═══ PAGE EXTRACT
Traveling from Assisi to Norcia involved walking down to the Santa Maria degli Angeli train station to take a half hour train ride to Spoleto, and from there riding a bus for about an hour up a narrow, winding and scenic road. Norcia sits on a high plain by Sibillini Mountains National Park, a rugged and beautiful part of central Italy.
For many years, travelers to Norcia could look forward to visiting a well preserved Umbrian walled city with much history, perhaps most notably being the home of twin-sibling Saints Benedict and Scholastica, born in the year 480. However, in the summer and autumn of 2016, Norcia was struck by devastating earthquakes, resulting in extensive damage to the town. One need not even pass through one of Norcia's gates to begin to witness the impact of the quakes.
Prior to setting out, I had studied a map to determine, from the bus stop, which gate to enter and how to weave through Norcia's streets to the center of town where the remains of the Basilica of Saint Benedict are located. However, just inside the walls it became clear that the maze of old streets had become a complex entanglement of blockades.
══════
═══ EXTRACTED ENTRIES
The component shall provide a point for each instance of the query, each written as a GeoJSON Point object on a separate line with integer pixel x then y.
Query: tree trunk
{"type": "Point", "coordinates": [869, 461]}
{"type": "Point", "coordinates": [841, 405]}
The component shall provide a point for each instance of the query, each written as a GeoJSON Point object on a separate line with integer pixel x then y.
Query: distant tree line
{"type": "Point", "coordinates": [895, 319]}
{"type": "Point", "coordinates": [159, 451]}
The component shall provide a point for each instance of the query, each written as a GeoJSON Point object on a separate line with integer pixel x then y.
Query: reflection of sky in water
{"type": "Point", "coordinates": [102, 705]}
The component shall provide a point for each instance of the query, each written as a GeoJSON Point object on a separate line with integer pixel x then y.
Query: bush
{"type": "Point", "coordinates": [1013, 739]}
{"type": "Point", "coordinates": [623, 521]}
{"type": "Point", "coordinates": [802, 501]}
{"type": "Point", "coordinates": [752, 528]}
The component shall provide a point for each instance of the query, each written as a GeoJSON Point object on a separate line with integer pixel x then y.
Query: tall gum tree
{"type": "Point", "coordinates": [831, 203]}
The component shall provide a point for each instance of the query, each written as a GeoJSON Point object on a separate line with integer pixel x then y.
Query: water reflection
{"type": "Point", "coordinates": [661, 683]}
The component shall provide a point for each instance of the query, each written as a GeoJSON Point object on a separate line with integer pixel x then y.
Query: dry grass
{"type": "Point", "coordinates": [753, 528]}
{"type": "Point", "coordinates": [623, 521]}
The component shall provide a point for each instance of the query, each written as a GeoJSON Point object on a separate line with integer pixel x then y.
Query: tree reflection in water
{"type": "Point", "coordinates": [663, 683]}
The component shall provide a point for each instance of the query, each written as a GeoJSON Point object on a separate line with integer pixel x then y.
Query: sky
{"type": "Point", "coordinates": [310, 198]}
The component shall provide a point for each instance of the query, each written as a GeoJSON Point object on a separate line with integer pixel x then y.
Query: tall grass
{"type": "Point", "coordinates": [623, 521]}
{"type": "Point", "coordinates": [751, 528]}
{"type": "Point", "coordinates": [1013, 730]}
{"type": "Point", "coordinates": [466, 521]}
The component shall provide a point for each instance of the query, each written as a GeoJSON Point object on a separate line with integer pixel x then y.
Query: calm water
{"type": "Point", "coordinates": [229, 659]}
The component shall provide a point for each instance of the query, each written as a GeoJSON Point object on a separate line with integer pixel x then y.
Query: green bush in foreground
══════
▶ [PROBLEMS TO WORK ON]:
#1 According to the Norcia passage, in what year were Saints Benedict and Scholastica born?
#2 Write out the Norcia passage from "Traveling from Assisi" up to and including "of the quakes.".
The items have no connection to the Norcia passage.

▶ [RESPONSES TO THE EXERCISE]:
#1 They were born in the year 480.

#2
Traveling from Assisi to Norcia involved walking down to the Santa Maria degli Angeli train station to take a half hour train ride to Spoleto, and from there riding a bus for about an hour up a narrow, winding and scenic road. Norcia sits on a high plain by Sibillini Mountains National Park, a rugged and beautiful part of central Italy.
For many years, travelers to Norcia could look forward to visiting a well preserved Umbrian walled city with much history, perhaps most notably being the home of twin-sibling Saints Benedict and Scholastica, born in the year 480. However, in the summer and autumn of 2016, Norcia was struck by devastating earthquakes, resulting in extensive damage to the town. One need not even pass through one of Norcia's gates to begin to witness the impact of the quakes.